_Material shown:_

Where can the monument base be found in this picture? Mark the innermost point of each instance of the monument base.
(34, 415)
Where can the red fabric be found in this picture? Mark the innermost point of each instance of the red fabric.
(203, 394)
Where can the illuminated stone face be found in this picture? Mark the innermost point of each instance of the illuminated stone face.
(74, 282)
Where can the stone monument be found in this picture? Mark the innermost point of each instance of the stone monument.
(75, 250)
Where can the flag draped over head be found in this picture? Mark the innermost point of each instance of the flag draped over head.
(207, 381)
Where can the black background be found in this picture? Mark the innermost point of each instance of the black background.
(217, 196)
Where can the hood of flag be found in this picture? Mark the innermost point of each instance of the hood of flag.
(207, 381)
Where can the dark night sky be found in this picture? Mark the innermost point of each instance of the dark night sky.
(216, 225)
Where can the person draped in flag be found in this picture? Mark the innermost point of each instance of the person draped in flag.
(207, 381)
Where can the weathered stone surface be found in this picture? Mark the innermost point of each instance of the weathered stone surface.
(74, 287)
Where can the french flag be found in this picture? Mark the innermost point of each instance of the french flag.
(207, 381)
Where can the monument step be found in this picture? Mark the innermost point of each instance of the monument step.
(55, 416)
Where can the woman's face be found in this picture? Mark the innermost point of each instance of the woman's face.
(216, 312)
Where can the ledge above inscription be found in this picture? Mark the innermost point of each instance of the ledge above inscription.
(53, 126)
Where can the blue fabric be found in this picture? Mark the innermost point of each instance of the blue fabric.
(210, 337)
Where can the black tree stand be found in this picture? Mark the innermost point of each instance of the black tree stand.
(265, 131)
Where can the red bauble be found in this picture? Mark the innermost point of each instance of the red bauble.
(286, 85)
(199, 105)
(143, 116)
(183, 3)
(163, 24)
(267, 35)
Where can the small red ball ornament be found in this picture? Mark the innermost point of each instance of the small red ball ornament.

_What is required:_ Update the records starting at the line that contains "Where can the black tree" and ending at the last line of the records: give those lines again with "red bauble" replaced by "red ornament" and everything else unchanged.

_Response to this exercise:_
Where can the black tree stand be found in this picture? Mark the innermost point of each instance of the black tree stand.
(265, 131)
Where can the red ornament be found in this picture? Mark the innermost point of each instance of the red ornament.
(286, 85)
(199, 105)
(143, 116)
(183, 3)
(163, 24)
(267, 35)
Where can the small red ball ornament be found in this picture? Mark the innermost point of each instance of the small red ball ornament.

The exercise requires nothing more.